[Image box annotation records]

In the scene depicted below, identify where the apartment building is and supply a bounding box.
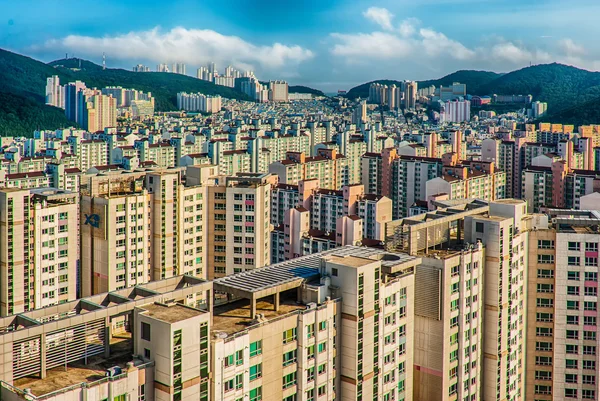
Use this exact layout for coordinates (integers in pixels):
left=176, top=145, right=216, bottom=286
left=522, top=161, right=600, bottom=212
left=269, top=149, right=359, bottom=189
left=464, top=199, right=529, bottom=400
left=205, top=173, right=277, bottom=279
left=0, top=247, right=420, bottom=401
left=144, top=170, right=209, bottom=280
left=0, top=188, right=79, bottom=316
left=382, top=154, right=442, bottom=219
left=81, top=173, right=152, bottom=296
left=526, top=210, right=600, bottom=400
left=414, top=243, right=485, bottom=401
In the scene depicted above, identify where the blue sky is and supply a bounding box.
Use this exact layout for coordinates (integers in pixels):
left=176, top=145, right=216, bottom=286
left=0, top=0, right=600, bottom=91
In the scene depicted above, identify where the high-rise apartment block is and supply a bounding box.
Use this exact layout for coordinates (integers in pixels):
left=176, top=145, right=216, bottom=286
left=0, top=188, right=79, bottom=316
left=171, top=63, right=185, bottom=75
left=177, top=92, right=221, bottom=113
left=46, top=75, right=65, bottom=109
left=269, top=81, right=288, bottom=102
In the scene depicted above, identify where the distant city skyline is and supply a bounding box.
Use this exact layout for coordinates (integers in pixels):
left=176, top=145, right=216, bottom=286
left=0, top=0, right=600, bottom=92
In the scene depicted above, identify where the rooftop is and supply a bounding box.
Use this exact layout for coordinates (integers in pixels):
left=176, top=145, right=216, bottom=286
left=14, top=335, right=136, bottom=397
left=140, top=302, right=207, bottom=323
left=212, top=296, right=306, bottom=335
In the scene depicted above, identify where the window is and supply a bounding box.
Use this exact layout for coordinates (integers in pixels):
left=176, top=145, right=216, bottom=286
left=567, top=330, right=579, bottom=340
left=583, top=361, right=596, bottom=370
left=283, top=350, right=298, bottom=366
left=250, top=363, right=262, bottom=381
left=535, top=341, right=552, bottom=351
left=566, top=344, right=579, bottom=354
left=538, top=239, right=554, bottom=249
left=141, top=322, right=150, bottom=341
left=581, top=375, right=596, bottom=385
left=306, top=323, right=315, bottom=339
left=535, top=370, right=552, bottom=380
left=564, top=373, right=577, bottom=383
left=306, top=366, right=315, bottom=383
left=535, top=313, right=554, bottom=322
left=318, top=363, right=327, bottom=375
left=224, top=354, right=234, bottom=368
left=538, top=269, right=554, bottom=278
left=306, top=345, right=315, bottom=361
left=535, top=356, right=552, bottom=366
left=250, top=387, right=262, bottom=401
left=283, top=327, right=297, bottom=344
left=283, top=372, right=296, bottom=390
left=535, top=327, right=552, bottom=337
left=538, top=255, right=554, bottom=265
left=581, top=389, right=596, bottom=400
left=565, top=388, right=577, bottom=398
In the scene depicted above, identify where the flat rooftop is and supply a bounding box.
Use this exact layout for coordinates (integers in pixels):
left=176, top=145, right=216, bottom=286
left=140, top=302, right=207, bottom=323
left=213, top=246, right=418, bottom=298
left=211, top=296, right=306, bottom=335
left=327, top=255, right=375, bottom=268
left=14, top=334, right=135, bottom=397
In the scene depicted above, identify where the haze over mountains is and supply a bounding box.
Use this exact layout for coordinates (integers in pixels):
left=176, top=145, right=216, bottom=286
left=0, top=49, right=600, bottom=136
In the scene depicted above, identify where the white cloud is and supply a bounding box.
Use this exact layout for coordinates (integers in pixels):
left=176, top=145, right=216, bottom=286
left=363, top=7, right=394, bottom=31
left=330, top=7, right=475, bottom=61
left=31, top=27, right=314, bottom=70
left=399, top=18, right=421, bottom=38
left=490, top=40, right=552, bottom=65
left=331, top=32, right=413, bottom=60
left=558, top=38, right=585, bottom=57
left=419, top=29, right=475, bottom=60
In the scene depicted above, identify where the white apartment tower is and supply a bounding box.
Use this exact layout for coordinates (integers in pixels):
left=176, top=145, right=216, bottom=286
left=0, top=188, right=79, bottom=316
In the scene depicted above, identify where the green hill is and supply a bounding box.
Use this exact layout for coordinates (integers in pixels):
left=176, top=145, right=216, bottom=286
left=0, top=92, right=76, bottom=137
left=288, top=85, right=325, bottom=96
left=49, top=59, right=250, bottom=111
left=419, top=70, right=502, bottom=94
left=346, top=79, right=401, bottom=100
left=480, top=63, right=600, bottom=113
left=346, top=70, right=501, bottom=99
left=538, top=97, right=600, bottom=126
left=0, top=49, right=249, bottom=136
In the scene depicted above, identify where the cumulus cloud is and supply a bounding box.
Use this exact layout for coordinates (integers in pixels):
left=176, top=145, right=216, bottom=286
left=330, top=8, right=586, bottom=70
left=31, top=27, right=314, bottom=70
left=399, top=18, right=421, bottom=38
left=558, top=38, right=585, bottom=57
left=363, top=7, right=394, bottom=31
left=419, top=29, right=475, bottom=60
left=331, top=7, right=475, bottom=60
left=331, top=32, right=412, bottom=59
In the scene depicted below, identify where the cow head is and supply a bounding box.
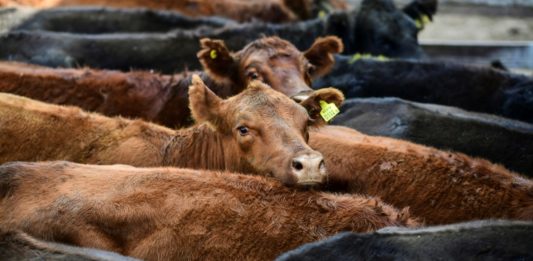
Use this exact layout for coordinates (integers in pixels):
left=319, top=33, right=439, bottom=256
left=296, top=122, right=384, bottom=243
left=198, top=36, right=343, bottom=97
left=189, top=75, right=344, bottom=186
left=354, top=0, right=436, bottom=58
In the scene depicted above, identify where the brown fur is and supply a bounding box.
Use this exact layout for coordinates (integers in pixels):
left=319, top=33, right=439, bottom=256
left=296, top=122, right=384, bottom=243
left=0, top=37, right=342, bottom=128
left=0, top=62, right=195, bottom=127
left=0, top=78, right=340, bottom=184
left=309, top=126, right=533, bottom=224
left=0, top=162, right=417, bottom=260
left=197, top=36, right=343, bottom=97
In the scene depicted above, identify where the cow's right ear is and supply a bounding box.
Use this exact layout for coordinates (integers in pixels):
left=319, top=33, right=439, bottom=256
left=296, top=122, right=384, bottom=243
left=189, top=74, right=223, bottom=129
left=304, top=36, right=344, bottom=79
left=197, top=38, right=238, bottom=82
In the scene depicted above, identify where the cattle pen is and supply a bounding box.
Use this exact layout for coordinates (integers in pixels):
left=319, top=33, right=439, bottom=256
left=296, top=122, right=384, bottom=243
left=0, top=0, right=533, bottom=261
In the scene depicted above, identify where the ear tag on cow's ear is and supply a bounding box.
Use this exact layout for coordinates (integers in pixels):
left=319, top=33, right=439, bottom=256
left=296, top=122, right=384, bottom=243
left=320, top=101, right=340, bottom=122
left=415, top=15, right=431, bottom=29
left=209, top=49, right=218, bottom=60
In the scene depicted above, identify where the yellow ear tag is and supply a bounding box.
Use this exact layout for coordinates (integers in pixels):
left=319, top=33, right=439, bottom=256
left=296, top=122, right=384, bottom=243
left=415, top=15, right=431, bottom=29
left=320, top=101, right=340, bottom=122
left=318, top=10, right=326, bottom=20
left=415, top=19, right=423, bottom=29
left=209, top=49, right=218, bottom=60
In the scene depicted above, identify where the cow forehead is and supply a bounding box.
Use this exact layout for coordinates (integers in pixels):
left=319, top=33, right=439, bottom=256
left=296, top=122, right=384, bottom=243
left=228, top=86, right=308, bottom=121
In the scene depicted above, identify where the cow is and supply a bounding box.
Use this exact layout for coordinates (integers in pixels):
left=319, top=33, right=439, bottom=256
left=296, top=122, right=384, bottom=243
left=9, top=7, right=236, bottom=34
left=331, top=97, right=533, bottom=177
left=0, top=36, right=343, bottom=128
left=0, top=0, right=342, bottom=23
left=276, top=220, right=533, bottom=261
left=0, top=0, right=298, bottom=23
left=0, top=76, right=343, bottom=186
left=0, top=162, right=419, bottom=260
left=309, top=126, right=533, bottom=225
left=4, top=82, right=533, bottom=224
left=0, top=230, right=139, bottom=261
left=0, top=0, right=432, bottom=73
left=313, top=56, right=533, bottom=123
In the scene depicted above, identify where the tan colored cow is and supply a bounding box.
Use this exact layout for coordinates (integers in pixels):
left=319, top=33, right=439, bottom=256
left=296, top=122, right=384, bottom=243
left=309, top=126, right=533, bottom=224
left=0, top=162, right=417, bottom=260
left=0, top=76, right=344, bottom=185
left=0, top=36, right=343, bottom=127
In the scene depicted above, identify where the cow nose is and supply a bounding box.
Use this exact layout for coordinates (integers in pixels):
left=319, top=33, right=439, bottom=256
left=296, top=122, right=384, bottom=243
left=291, top=153, right=327, bottom=186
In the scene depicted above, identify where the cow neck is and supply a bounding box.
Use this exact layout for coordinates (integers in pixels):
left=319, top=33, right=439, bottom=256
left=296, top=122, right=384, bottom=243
left=160, top=124, right=239, bottom=171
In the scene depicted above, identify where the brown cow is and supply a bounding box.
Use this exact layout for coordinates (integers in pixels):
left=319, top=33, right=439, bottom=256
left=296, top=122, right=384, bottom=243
left=0, top=76, right=344, bottom=185
left=309, top=126, right=533, bottom=224
left=0, top=230, right=139, bottom=261
left=0, top=34, right=343, bottom=127
left=0, top=162, right=417, bottom=260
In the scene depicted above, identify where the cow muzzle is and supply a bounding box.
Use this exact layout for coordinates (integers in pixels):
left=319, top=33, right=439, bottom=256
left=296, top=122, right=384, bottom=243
left=291, top=153, right=327, bottom=186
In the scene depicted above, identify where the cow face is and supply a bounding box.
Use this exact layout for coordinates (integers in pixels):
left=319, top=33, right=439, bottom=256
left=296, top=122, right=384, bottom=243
left=355, top=0, right=423, bottom=58
left=189, top=76, right=344, bottom=186
left=198, top=36, right=343, bottom=97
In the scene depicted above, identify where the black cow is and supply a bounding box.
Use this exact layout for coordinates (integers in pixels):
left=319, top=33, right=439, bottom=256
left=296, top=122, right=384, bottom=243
left=332, top=98, right=533, bottom=176
left=0, top=0, right=434, bottom=73
left=313, top=56, right=533, bottom=122
left=0, top=231, right=139, bottom=261
left=276, top=221, right=533, bottom=261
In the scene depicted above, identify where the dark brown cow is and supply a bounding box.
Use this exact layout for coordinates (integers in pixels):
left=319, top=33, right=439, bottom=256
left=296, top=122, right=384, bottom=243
left=309, top=126, right=533, bottom=224
left=0, top=230, right=139, bottom=261
left=0, top=76, right=343, bottom=185
left=0, top=162, right=417, bottom=260
left=0, top=37, right=343, bottom=127
left=0, top=0, right=348, bottom=23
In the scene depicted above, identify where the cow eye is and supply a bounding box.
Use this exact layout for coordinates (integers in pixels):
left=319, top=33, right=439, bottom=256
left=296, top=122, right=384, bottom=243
left=237, top=126, right=249, bottom=136
left=307, top=65, right=316, bottom=75
left=248, top=72, right=259, bottom=80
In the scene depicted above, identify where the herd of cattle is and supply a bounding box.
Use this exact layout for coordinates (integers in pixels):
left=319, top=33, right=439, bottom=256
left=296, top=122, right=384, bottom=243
left=0, top=0, right=533, bottom=260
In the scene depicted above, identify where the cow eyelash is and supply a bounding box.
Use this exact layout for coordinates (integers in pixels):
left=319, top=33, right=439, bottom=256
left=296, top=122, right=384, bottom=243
left=307, top=65, right=316, bottom=74
left=237, top=126, right=250, bottom=136
left=248, top=72, right=259, bottom=80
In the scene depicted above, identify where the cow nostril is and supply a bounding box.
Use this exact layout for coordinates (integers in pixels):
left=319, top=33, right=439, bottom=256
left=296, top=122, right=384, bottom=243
left=292, top=160, right=304, bottom=170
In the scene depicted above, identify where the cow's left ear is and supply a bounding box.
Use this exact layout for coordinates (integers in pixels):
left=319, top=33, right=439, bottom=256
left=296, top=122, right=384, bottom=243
left=196, top=38, right=238, bottom=81
left=189, top=74, right=223, bottom=128
left=300, top=88, right=344, bottom=126
left=403, top=0, right=438, bottom=31
left=304, top=36, right=344, bottom=78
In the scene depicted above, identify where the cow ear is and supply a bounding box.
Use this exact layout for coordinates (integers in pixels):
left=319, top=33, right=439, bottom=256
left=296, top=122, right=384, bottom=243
left=403, top=0, right=438, bottom=31
left=304, top=36, right=344, bottom=78
left=300, top=88, right=344, bottom=126
left=197, top=38, right=238, bottom=81
left=189, top=74, right=223, bottom=128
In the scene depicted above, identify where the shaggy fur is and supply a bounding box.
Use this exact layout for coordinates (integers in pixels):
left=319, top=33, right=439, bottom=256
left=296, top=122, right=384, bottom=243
left=0, top=162, right=417, bottom=260
left=0, top=77, right=342, bottom=184
left=0, top=37, right=342, bottom=128
left=276, top=220, right=533, bottom=261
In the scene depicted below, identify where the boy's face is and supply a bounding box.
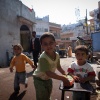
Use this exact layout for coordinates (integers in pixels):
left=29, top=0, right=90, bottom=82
left=13, top=46, right=21, bottom=55
left=75, top=50, right=88, bottom=63
left=41, top=37, right=56, bottom=53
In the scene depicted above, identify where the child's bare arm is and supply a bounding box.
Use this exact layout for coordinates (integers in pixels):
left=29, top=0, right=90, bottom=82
left=79, top=76, right=95, bottom=83
left=68, top=73, right=79, bottom=82
left=57, top=66, right=67, bottom=75
left=46, top=71, right=70, bottom=86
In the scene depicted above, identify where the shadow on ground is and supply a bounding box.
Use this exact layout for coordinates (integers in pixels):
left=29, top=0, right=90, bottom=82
left=8, top=90, right=26, bottom=100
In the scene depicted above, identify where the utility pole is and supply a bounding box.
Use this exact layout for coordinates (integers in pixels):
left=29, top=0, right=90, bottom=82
left=85, top=9, right=88, bottom=35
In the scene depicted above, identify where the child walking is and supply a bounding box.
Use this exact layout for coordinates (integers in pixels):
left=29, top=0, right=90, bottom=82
left=33, top=33, right=69, bottom=100
left=9, top=44, right=35, bottom=94
left=68, top=45, right=96, bottom=100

## Exercise details
Rewrite everything from the start of the records down to the line containing "left=269, top=81, right=288, bottom=102", swapping "exact layout" for "precise format" and keeping all else unchanged. Give only those lines and leave out the pictures.

## Finished exercise
In the scene depicted below, identify where the apartment building is and supply a bounding box.
Use this precise format for coordinates (integers in pixels):
left=176, top=145, right=216, bottom=286
left=522, top=161, right=600, bottom=212
left=269, top=149, right=359, bottom=189
left=464, top=199, right=529, bottom=400
left=205, top=173, right=277, bottom=279
left=0, top=247, right=420, bottom=401
left=144, top=170, right=209, bottom=280
left=0, top=188, right=79, bottom=316
left=382, top=154, right=442, bottom=219
left=81, top=173, right=152, bottom=296
left=526, top=210, right=600, bottom=400
left=414, top=243, right=485, bottom=401
In the scene depicted above, identify where the blue sky is and supply a bounding box.
Use this precise format for coordinates (integers in pixels):
left=176, top=145, right=216, bottom=286
left=0, top=0, right=600, bottom=91
In the scene depicted above, identify where the high-rise apartment block is and supply a bounding box.
Use this precise format for coordinates (integers in pixels):
left=176, top=145, right=216, bottom=286
left=0, top=188, right=79, bottom=316
left=171, top=63, right=185, bottom=75
left=177, top=92, right=221, bottom=113
left=46, top=75, right=65, bottom=109
left=269, top=81, right=288, bottom=102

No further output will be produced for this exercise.